======== Extrait à lire
Le fait que le Brésil soit un acteur indécis dans les initiatives de Mercosur et d’Unasur, a non seulement un impact négatif sur sa gravitation internationale, mais le conduit aussi à une dangereuse paralysie dans des questions internes cruciales. Le fait, par exemple de ne pas arriver à décider depuis 2009 à quel pays acheter les 36 avions de chasse dont il a besoin pour contrôler son immense territoire et plus spécialement le grand bassin Amazonien .Une partie du haut commandement et la bureaucratie politique préfèreraient s’équiper avec des avions états-uniens alors que l’autre propose d’acheter ces avions à la Suède, la France ou la Russie. Même Lulla ne put régler cette question !
================
======== Lignes de données
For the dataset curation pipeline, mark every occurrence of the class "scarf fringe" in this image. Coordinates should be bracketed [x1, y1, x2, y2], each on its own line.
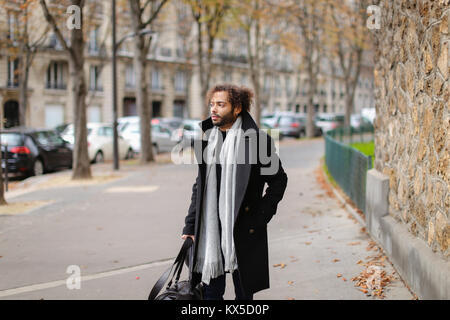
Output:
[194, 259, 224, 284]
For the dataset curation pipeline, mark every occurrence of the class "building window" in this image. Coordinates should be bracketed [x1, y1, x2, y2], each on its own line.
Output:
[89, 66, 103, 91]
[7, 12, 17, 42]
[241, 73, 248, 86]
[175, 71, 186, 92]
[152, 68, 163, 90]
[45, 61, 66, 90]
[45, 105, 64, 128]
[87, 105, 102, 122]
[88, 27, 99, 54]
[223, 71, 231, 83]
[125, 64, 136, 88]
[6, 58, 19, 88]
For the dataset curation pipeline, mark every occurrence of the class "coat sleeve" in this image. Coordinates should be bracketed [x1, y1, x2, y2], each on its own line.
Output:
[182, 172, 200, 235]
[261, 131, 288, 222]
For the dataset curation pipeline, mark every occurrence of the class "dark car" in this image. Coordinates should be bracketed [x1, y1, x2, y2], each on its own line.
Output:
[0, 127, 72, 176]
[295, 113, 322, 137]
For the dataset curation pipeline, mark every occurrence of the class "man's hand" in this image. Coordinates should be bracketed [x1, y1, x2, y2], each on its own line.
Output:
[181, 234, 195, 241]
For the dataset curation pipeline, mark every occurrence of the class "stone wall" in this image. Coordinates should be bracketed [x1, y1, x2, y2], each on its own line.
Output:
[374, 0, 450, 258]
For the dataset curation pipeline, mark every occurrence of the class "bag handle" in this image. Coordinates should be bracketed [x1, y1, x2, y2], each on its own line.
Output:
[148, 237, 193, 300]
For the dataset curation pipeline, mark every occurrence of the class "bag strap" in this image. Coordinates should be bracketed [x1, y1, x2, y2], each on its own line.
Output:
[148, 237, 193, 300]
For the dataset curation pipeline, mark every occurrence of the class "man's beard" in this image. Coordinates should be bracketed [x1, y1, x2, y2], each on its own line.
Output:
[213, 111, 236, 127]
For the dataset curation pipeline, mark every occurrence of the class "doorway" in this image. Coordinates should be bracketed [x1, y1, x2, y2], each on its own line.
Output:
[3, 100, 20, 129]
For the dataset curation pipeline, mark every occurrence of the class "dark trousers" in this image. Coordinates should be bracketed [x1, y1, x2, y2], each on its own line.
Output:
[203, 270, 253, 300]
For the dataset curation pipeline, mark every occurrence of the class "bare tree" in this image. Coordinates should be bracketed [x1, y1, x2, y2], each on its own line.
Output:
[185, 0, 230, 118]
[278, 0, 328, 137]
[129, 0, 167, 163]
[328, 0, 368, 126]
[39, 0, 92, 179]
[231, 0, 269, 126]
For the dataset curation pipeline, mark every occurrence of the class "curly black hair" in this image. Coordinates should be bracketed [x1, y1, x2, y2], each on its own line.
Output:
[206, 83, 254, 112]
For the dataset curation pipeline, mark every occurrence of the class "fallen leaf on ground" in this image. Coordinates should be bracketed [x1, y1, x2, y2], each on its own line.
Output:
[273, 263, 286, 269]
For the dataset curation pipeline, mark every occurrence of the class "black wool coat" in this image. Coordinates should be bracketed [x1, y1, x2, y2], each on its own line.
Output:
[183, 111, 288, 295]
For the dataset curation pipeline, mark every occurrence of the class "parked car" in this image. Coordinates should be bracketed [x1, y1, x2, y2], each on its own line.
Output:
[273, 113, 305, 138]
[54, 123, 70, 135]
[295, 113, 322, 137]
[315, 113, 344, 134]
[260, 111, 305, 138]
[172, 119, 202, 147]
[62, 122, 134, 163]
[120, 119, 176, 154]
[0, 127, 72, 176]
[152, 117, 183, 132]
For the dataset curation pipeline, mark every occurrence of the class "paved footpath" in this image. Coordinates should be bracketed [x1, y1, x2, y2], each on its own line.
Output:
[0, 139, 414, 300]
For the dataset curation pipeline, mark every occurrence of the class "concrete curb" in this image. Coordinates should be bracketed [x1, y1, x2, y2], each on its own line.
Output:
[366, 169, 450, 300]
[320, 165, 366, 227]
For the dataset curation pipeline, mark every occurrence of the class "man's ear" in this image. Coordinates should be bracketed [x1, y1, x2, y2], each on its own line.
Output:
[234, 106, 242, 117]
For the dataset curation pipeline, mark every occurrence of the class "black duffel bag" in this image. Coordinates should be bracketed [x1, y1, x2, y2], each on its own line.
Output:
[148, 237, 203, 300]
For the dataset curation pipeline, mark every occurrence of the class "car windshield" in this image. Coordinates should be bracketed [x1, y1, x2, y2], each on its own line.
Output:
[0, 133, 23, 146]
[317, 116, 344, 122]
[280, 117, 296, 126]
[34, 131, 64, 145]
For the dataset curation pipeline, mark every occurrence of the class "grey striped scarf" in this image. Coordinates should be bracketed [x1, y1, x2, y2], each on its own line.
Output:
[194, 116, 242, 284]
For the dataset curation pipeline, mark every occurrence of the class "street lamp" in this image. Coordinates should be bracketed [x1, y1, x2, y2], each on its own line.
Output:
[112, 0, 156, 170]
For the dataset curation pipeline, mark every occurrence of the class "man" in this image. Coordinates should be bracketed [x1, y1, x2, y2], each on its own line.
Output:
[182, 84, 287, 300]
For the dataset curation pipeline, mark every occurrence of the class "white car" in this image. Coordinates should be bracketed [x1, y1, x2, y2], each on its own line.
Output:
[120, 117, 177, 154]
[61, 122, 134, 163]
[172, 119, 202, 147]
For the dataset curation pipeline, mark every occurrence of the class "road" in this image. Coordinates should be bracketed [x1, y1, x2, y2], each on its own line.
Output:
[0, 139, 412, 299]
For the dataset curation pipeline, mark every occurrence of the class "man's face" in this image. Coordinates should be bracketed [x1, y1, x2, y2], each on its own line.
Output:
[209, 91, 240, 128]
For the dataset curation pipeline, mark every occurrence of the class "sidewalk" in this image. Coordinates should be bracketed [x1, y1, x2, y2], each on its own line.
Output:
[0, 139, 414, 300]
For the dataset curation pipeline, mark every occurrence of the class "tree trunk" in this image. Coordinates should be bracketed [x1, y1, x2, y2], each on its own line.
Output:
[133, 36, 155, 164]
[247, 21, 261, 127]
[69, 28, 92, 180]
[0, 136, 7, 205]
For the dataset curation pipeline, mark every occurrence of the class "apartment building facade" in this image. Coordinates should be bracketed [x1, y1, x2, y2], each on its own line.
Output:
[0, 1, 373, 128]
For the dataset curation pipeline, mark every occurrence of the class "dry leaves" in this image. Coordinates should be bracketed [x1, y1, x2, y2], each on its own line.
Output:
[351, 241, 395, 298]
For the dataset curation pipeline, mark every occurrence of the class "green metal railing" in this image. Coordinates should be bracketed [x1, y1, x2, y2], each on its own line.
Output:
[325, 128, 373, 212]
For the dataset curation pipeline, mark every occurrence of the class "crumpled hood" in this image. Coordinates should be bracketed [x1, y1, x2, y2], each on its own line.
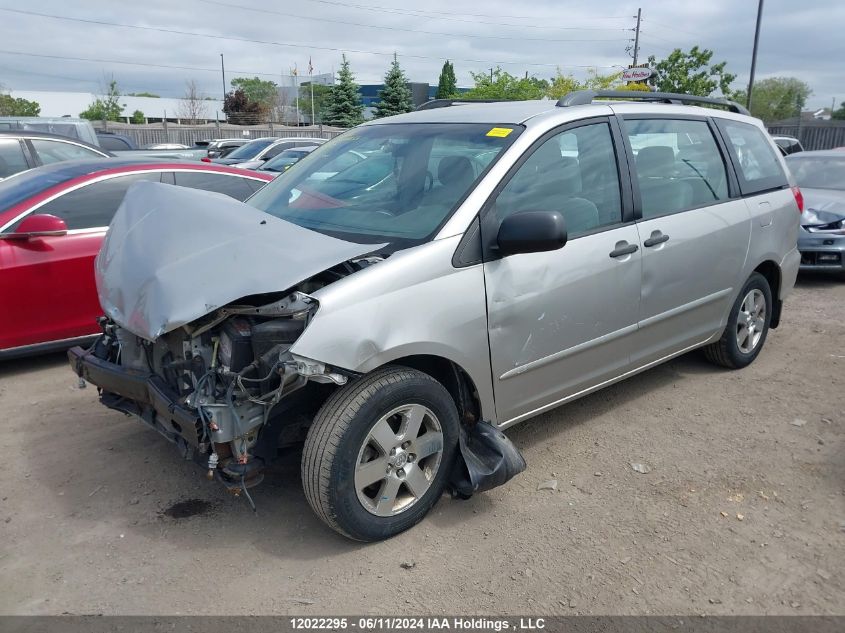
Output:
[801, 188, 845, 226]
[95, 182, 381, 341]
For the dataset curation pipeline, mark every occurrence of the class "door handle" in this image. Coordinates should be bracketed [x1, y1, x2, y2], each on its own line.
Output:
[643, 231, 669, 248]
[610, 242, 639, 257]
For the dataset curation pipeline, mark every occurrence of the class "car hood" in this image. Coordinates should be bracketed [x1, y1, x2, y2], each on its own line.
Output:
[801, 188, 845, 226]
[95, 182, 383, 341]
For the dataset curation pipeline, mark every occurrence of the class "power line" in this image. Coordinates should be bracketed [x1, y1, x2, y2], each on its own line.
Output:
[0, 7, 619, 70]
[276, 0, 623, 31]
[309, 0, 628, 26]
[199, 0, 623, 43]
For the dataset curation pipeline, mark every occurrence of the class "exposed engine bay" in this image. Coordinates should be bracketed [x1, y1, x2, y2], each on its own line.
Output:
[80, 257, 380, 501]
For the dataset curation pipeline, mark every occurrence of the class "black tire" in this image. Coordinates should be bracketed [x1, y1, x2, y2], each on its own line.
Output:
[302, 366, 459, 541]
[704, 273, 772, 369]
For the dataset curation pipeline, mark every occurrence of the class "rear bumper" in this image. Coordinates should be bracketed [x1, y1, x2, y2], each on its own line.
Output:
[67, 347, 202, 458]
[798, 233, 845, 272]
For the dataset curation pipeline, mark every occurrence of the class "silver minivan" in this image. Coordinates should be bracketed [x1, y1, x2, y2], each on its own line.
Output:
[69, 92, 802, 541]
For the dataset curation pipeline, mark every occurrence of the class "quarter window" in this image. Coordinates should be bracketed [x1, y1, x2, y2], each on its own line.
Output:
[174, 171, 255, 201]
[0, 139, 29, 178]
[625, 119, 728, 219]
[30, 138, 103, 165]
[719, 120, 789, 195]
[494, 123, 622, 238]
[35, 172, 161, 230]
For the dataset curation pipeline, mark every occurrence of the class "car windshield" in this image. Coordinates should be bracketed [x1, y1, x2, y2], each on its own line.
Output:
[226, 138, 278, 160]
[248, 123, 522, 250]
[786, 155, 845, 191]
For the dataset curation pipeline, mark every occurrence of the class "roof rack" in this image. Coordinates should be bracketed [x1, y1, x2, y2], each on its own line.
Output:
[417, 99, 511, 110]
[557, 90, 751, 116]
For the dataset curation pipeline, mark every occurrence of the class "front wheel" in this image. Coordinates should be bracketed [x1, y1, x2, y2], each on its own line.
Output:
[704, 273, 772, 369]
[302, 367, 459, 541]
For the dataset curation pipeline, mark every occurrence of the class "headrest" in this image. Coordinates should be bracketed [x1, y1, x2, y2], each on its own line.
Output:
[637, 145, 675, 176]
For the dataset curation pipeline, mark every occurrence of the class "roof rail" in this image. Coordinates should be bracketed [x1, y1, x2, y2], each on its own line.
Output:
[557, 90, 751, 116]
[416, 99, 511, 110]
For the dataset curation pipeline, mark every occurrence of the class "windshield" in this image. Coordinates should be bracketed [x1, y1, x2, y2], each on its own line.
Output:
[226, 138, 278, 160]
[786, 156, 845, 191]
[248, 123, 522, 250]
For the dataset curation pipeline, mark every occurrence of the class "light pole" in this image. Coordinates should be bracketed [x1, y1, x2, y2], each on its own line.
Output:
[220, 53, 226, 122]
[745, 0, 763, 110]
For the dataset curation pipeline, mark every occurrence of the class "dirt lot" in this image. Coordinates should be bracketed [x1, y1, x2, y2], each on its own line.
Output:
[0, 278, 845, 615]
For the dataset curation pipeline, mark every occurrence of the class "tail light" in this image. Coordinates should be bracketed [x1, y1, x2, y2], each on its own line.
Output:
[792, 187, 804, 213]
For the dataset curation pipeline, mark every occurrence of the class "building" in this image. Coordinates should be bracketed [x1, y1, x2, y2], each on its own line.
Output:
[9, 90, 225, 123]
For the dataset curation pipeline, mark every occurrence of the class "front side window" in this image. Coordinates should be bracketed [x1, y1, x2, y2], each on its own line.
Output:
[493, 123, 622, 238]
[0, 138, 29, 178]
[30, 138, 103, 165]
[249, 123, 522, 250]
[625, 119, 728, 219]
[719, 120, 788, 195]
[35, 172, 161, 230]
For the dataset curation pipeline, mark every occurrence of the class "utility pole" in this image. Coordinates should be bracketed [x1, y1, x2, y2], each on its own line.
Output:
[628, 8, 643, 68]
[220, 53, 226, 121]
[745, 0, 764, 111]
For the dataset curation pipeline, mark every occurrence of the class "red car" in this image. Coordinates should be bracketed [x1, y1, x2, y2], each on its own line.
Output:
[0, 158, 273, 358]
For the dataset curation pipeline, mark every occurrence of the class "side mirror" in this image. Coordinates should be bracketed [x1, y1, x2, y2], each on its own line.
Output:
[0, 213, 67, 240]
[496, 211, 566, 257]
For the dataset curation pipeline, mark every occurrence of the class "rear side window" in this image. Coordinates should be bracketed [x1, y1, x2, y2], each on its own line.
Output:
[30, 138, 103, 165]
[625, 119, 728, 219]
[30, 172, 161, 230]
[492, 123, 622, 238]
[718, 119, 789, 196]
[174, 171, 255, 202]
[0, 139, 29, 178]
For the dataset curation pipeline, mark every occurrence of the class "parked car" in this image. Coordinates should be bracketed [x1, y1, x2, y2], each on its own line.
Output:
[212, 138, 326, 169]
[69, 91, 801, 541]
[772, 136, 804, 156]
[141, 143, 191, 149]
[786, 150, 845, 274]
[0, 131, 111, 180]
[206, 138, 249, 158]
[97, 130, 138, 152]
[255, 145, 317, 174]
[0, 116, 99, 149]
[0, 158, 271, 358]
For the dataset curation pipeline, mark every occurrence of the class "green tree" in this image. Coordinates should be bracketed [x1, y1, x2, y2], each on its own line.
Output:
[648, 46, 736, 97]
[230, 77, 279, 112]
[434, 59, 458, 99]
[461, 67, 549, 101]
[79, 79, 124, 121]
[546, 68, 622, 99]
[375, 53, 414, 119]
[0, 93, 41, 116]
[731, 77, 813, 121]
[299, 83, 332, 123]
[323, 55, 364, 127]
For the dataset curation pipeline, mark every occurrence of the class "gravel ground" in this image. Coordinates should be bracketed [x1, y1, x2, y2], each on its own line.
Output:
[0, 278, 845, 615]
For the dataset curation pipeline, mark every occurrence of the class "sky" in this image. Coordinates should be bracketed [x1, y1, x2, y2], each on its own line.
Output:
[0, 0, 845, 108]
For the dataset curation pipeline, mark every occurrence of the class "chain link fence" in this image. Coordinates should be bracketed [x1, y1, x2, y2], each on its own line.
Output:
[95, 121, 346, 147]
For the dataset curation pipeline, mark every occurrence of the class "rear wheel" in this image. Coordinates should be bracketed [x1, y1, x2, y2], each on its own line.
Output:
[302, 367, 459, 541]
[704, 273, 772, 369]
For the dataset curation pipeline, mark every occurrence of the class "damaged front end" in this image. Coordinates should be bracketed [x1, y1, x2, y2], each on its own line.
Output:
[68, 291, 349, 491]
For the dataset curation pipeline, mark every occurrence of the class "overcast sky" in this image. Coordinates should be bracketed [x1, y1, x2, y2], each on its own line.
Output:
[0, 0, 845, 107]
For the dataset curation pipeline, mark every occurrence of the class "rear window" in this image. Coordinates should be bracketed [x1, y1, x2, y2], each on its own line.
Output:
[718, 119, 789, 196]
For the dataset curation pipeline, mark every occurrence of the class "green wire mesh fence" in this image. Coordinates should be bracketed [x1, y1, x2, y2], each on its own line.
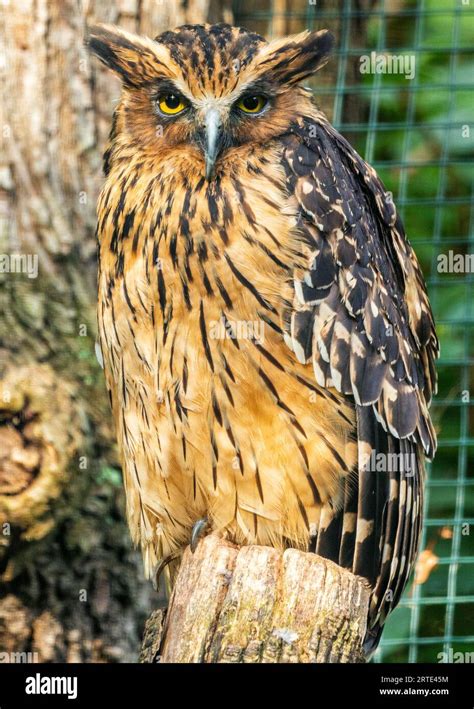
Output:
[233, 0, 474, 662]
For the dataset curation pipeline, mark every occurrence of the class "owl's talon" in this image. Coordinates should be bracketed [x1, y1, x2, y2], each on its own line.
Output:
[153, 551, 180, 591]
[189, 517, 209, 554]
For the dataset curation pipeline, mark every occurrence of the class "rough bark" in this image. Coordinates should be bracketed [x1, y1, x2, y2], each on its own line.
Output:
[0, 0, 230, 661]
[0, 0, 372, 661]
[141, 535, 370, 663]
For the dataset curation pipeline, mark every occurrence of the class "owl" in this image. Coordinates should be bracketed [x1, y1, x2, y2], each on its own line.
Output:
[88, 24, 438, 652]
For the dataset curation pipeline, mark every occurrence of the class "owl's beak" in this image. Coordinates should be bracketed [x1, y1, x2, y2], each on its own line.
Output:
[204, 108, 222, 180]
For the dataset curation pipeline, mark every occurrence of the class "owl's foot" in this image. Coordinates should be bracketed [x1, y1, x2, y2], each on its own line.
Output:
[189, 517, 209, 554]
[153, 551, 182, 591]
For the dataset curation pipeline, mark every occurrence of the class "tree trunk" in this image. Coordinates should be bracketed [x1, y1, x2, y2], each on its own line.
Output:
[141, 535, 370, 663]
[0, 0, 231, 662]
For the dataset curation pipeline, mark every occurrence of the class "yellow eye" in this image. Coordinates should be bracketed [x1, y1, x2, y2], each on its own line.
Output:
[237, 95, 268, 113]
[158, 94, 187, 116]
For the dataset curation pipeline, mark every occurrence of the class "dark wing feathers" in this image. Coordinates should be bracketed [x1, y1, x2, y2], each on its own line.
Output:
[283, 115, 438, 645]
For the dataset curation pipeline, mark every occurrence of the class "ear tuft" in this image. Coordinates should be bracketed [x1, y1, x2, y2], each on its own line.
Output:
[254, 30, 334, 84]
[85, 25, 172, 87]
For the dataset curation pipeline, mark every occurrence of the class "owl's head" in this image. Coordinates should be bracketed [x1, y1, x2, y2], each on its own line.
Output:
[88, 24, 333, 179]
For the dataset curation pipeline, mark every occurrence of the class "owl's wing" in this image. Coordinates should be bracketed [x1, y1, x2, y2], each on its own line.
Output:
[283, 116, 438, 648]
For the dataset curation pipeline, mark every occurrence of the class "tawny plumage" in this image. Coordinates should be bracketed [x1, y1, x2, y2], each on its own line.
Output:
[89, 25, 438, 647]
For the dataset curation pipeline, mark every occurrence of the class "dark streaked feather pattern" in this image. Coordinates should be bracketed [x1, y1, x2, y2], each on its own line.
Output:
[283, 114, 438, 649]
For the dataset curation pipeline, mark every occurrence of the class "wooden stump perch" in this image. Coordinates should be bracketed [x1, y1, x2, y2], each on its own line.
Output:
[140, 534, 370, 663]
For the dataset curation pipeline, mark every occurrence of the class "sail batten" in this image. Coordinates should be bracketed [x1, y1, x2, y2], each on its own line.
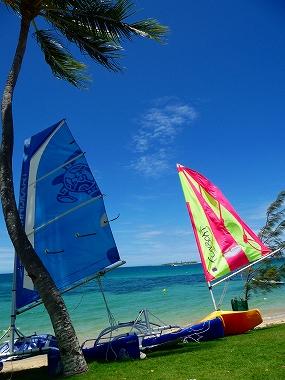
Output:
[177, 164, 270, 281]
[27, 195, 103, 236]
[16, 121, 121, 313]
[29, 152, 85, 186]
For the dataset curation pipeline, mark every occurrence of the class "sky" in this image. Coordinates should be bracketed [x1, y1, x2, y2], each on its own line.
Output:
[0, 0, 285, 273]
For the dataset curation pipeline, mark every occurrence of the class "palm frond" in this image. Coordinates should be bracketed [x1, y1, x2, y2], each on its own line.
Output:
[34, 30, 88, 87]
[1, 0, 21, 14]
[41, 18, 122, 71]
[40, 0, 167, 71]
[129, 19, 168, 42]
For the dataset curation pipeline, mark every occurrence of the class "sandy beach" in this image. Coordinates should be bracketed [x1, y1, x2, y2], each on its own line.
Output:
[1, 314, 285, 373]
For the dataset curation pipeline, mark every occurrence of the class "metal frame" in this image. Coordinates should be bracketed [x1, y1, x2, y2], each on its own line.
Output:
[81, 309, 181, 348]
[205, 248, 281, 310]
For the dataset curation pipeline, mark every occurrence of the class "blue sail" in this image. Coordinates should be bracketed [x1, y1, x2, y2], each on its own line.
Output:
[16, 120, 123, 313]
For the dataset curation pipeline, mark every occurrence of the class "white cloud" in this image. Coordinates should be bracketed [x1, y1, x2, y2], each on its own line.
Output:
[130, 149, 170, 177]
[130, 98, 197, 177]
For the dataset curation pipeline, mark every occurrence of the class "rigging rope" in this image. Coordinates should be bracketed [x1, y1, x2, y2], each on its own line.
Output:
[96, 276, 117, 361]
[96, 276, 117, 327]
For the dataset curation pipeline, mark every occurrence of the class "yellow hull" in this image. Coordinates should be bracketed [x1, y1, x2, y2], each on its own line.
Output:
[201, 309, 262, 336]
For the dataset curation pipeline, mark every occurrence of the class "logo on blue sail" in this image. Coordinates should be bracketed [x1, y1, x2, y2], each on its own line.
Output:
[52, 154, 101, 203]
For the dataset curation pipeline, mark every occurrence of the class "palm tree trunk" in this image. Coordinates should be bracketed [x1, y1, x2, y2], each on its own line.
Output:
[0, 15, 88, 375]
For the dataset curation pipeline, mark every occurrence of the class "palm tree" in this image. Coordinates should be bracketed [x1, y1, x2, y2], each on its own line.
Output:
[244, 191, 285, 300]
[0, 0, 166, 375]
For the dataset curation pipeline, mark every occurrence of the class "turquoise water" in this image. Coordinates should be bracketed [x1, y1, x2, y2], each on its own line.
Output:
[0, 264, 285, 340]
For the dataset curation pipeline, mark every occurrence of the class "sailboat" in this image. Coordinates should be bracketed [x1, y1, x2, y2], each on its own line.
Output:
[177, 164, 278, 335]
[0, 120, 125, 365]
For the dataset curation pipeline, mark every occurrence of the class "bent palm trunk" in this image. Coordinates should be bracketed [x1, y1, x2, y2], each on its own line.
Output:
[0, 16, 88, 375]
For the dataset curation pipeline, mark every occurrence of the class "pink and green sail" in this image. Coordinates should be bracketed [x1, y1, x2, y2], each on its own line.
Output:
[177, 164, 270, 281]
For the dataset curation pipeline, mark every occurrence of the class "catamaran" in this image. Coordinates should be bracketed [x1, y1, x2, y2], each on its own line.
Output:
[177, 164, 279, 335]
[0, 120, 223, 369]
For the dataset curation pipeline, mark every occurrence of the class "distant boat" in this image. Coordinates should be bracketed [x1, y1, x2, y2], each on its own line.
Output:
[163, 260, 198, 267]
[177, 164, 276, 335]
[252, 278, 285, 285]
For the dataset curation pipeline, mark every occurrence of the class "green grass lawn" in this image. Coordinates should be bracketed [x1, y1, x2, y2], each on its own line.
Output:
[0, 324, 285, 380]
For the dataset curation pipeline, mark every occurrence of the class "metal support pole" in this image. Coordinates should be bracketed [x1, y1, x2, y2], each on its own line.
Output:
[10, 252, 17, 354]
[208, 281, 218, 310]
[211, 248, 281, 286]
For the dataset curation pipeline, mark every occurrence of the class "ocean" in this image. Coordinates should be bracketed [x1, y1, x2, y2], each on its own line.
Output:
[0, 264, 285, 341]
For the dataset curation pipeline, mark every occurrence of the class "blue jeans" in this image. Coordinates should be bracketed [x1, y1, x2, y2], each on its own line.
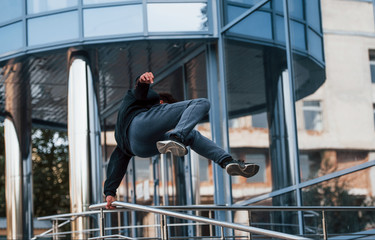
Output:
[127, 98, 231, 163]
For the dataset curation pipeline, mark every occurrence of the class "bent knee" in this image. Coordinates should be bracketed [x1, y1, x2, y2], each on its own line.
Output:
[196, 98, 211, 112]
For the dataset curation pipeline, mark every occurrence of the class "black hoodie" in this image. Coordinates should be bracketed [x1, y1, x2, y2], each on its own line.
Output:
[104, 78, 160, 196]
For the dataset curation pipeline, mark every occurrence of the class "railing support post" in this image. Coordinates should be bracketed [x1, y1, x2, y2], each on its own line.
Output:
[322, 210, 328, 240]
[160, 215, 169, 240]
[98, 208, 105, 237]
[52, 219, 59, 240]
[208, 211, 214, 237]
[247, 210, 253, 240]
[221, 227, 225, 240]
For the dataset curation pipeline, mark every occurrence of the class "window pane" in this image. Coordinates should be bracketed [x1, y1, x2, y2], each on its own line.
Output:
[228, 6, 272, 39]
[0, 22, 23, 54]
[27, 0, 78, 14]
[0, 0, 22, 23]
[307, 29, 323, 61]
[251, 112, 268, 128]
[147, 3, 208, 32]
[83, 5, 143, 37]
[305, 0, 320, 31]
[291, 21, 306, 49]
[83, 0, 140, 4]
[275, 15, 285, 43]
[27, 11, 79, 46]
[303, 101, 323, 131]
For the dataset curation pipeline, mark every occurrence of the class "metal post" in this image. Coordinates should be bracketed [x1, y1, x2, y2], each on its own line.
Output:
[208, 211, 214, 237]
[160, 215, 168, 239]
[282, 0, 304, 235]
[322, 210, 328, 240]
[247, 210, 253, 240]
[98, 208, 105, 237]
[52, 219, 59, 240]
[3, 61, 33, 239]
================
■ **Consigne 1**
Recopiez fidèlement l'extrait sur le Brésil, en commençant à « Le fait que » et en terminant à « cette question ! » inclusivement.
■ **Consigne 2**
Dans l'extrait sur le Brésil, énumérez les pays auxquels l'autre partie propose d'acheter les avions de chasse.

■ **Réponse finale 1**
Le fait que le Brésil soit un acteur indécis dans les initiatives de Mercosur et d’Unasur, a non seulement un impact négatif sur sa gravitation internationale, mais le conduit aussi à une dangereuse paralysie dans des questions internes cruciales. Le fait, par exemple de ne pas arriver à décider depuis 2009 à quel pays acheter les 36 avions de chasse dont il a besoin pour contrôler son immense territoire et plus spécialement le grand bassin Amazonien .Une partie du haut commandement et la bureaucratie politique préfèreraient s’équiper avec des avions états-uniens alors que l’autre propose d’acheter ces avions à la Suède, la France ou la Russie. Même Lulla ne put régler cette question !

■ **Réponse finale 2**
la Suède, la France, la Russie